Begin at the line containing "is the concrete" and reproduce every line through the end of the entries below. Nothing else should appear.
○ ○ ○ ○ ○
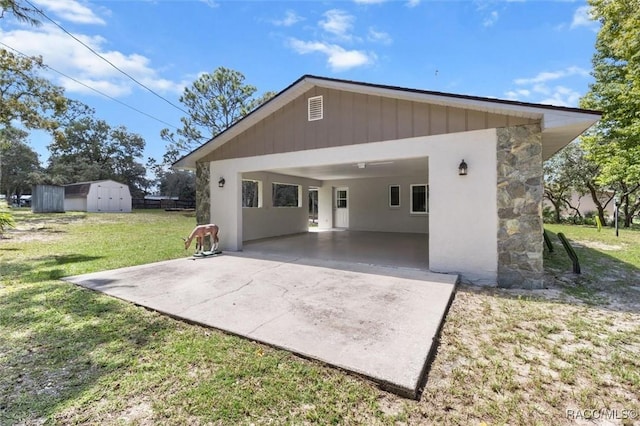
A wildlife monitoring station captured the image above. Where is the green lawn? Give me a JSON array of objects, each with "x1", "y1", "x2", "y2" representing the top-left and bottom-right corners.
[{"x1": 1, "y1": 211, "x2": 639, "y2": 425}]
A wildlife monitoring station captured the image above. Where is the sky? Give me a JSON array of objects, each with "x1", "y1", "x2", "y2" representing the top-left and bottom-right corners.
[{"x1": 0, "y1": 0, "x2": 599, "y2": 166}]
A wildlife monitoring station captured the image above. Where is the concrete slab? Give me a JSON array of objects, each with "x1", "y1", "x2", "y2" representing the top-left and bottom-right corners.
[{"x1": 63, "y1": 254, "x2": 457, "y2": 398}]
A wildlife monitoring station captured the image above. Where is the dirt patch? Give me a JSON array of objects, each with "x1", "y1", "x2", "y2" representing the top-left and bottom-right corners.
[
  {"x1": 574, "y1": 240, "x2": 624, "y2": 251},
  {"x1": 1, "y1": 228, "x2": 65, "y2": 243},
  {"x1": 415, "y1": 283, "x2": 640, "y2": 425},
  {"x1": 117, "y1": 401, "x2": 154, "y2": 424}
]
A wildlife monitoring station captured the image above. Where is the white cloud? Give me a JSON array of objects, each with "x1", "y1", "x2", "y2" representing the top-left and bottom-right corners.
[
  {"x1": 406, "y1": 0, "x2": 420, "y2": 7},
  {"x1": 514, "y1": 66, "x2": 589, "y2": 85},
  {"x1": 570, "y1": 5, "x2": 598, "y2": 30},
  {"x1": 288, "y1": 38, "x2": 375, "y2": 72},
  {"x1": 538, "y1": 86, "x2": 582, "y2": 107},
  {"x1": 504, "y1": 89, "x2": 531, "y2": 100},
  {"x1": 483, "y1": 10, "x2": 499, "y2": 27},
  {"x1": 507, "y1": 66, "x2": 590, "y2": 107},
  {"x1": 272, "y1": 10, "x2": 303, "y2": 27},
  {"x1": 32, "y1": 0, "x2": 106, "y2": 25},
  {"x1": 0, "y1": 23, "x2": 185, "y2": 96},
  {"x1": 199, "y1": 0, "x2": 219, "y2": 9},
  {"x1": 319, "y1": 9, "x2": 355, "y2": 40},
  {"x1": 354, "y1": 0, "x2": 386, "y2": 3},
  {"x1": 367, "y1": 27, "x2": 392, "y2": 45}
]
○ ○ ○ ○ ○
▶ _Reply to the task_
A wildlife monitoring station captured the image above. Where is the concrete slab? Give me a JSON array of objects, each with "x1", "y1", "x2", "y2" representing the top-left and bottom-right corners.
[{"x1": 63, "y1": 254, "x2": 457, "y2": 398}]
A wildlife monitoring station captured the image above. Where is the dirt patch? Give me a JSON array of objects, each with "x1", "y1", "x2", "y2" representing the top-left and bottom-right corners.
[
  {"x1": 574, "y1": 240, "x2": 624, "y2": 251},
  {"x1": 1, "y1": 228, "x2": 65, "y2": 243},
  {"x1": 415, "y1": 283, "x2": 640, "y2": 425},
  {"x1": 117, "y1": 401, "x2": 154, "y2": 424}
]
A wildlife monitoring station captured the image above. Where is the white cloud? Give me a JSON array of objects, each with "x1", "y1", "x2", "y2" representing the top-left and bottom-right corners.
[
  {"x1": 406, "y1": 0, "x2": 420, "y2": 7},
  {"x1": 514, "y1": 66, "x2": 589, "y2": 85},
  {"x1": 570, "y1": 5, "x2": 598, "y2": 30},
  {"x1": 288, "y1": 38, "x2": 375, "y2": 72},
  {"x1": 538, "y1": 86, "x2": 582, "y2": 107},
  {"x1": 504, "y1": 89, "x2": 531, "y2": 100},
  {"x1": 483, "y1": 10, "x2": 499, "y2": 27},
  {"x1": 507, "y1": 66, "x2": 590, "y2": 107},
  {"x1": 272, "y1": 10, "x2": 303, "y2": 27},
  {"x1": 32, "y1": 0, "x2": 106, "y2": 25},
  {"x1": 0, "y1": 23, "x2": 185, "y2": 96},
  {"x1": 199, "y1": 0, "x2": 219, "y2": 9},
  {"x1": 319, "y1": 9, "x2": 355, "y2": 40},
  {"x1": 354, "y1": 0, "x2": 386, "y2": 3},
  {"x1": 367, "y1": 27, "x2": 392, "y2": 45}
]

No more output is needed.